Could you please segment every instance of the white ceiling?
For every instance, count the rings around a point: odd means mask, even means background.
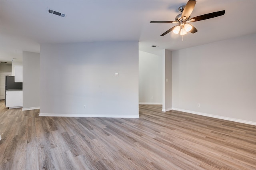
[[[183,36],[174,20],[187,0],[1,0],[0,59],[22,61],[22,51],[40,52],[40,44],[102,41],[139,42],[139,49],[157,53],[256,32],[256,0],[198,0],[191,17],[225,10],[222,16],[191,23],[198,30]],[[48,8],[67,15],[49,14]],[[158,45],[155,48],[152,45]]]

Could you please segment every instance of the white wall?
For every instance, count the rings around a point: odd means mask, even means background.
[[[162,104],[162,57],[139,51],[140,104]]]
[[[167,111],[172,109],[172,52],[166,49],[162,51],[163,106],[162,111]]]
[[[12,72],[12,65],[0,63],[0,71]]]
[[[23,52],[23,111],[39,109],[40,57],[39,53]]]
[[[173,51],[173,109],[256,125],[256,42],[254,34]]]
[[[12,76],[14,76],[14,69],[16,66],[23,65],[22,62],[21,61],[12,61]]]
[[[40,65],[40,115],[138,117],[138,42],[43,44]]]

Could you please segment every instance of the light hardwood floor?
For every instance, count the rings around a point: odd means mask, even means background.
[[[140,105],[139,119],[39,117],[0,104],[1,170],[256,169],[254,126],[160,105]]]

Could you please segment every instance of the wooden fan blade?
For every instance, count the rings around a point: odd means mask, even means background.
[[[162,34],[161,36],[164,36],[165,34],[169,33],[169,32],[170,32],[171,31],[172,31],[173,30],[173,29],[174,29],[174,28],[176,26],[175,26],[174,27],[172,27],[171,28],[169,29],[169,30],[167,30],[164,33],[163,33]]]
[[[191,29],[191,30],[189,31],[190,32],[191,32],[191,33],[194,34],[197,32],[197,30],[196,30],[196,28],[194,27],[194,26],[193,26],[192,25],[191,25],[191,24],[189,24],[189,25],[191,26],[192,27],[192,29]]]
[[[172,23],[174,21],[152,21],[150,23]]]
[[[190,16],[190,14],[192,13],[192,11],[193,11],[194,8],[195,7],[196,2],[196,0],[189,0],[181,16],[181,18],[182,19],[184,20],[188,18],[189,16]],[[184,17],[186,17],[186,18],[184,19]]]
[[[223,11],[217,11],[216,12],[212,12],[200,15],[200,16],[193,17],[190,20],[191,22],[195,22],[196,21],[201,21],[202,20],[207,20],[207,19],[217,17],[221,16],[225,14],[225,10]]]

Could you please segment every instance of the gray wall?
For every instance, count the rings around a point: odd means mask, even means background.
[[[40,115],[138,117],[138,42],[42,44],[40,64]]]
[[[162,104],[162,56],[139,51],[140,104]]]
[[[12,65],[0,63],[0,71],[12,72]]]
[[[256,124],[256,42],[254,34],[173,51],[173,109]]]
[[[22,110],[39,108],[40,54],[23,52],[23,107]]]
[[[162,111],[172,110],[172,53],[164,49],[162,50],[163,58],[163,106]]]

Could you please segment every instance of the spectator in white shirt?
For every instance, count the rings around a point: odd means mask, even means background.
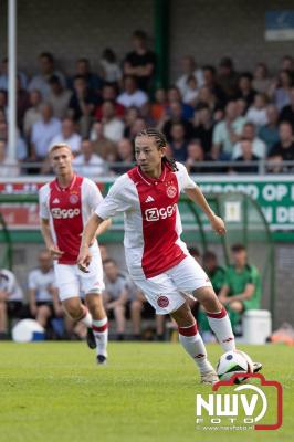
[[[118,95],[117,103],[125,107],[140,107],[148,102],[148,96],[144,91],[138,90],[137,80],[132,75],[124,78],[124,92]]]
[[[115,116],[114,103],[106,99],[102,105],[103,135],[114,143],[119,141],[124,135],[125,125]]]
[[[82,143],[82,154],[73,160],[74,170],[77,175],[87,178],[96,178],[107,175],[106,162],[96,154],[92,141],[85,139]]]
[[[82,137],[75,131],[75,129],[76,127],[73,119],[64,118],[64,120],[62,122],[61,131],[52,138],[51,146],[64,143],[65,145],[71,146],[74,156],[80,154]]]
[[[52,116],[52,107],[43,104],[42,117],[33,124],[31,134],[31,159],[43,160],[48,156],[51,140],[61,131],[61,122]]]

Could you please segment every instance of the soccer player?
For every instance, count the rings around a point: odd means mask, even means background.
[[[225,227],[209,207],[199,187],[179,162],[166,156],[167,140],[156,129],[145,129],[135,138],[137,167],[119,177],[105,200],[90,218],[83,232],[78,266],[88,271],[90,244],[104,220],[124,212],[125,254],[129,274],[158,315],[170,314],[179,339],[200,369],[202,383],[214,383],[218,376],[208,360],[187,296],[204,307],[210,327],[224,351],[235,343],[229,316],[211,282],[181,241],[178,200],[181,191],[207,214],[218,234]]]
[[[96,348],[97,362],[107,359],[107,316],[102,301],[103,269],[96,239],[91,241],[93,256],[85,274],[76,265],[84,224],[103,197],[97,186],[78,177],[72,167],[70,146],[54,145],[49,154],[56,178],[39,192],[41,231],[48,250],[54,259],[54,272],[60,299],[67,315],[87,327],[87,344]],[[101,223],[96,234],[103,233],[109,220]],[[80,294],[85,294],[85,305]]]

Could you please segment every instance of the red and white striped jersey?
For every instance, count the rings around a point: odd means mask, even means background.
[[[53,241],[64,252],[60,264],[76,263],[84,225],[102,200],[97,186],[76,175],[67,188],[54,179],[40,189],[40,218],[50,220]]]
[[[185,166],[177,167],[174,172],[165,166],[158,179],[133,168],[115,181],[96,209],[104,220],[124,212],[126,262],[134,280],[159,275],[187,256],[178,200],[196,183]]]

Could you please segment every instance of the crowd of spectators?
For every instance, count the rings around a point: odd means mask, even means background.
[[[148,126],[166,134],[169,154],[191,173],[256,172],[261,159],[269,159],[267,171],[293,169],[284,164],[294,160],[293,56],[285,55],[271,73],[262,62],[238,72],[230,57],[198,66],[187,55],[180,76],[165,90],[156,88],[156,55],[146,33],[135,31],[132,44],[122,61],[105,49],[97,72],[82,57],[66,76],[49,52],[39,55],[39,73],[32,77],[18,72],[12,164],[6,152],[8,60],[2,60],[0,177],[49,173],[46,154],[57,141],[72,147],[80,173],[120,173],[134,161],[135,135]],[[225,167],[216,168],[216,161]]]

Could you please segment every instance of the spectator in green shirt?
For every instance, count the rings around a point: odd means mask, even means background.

======

Give back exactly the lines beginning at the one with "Could you please segment every instance of the red" and ending at the final line of the material; both boundary lines belong in it.

_REPLY:_
Could you please segment every instance of the red and white striped jersey?
For every instance, count the rings around a point: odd means mask, even means background.
[[[53,241],[64,252],[60,264],[76,263],[84,225],[102,200],[97,186],[76,175],[67,188],[54,179],[40,189],[40,218],[50,220]]]
[[[185,166],[177,167],[174,172],[165,166],[158,179],[133,168],[115,181],[96,209],[104,220],[124,212],[126,262],[134,280],[159,275],[187,256],[178,200],[196,183]]]

Could you please segment every instance of the crowd of spectators?
For every instance, count the rings around a point: odd means mask, even means background.
[[[148,126],[166,134],[169,154],[191,173],[256,172],[261,159],[269,159],[267,171],[293,169],[284,164],[294,160],[293,56],[285,55],[271,73],[262,62],[238,72],[230,57],[198,66],[187,55],[180,76],[165,90],[156,88],[156,55],[146,33],[135,31],[132,44],[122,61],[105,49],[97,72],[82,57],[66,76],[49,52],[39,55],[39,73],[32,77],[18,72],[12,164],[6,152],[8,60],[2,60],[0,177],[49,173],[46,154],[57,141],[72,147],[80,173],[120,173],[134,161],[135,135]],[[225,167],[216,168],[216,161]]]

Could you please segment every instance of the spectator in green shirt?
For every instance, count the rings around a point: odd means mask, even means background.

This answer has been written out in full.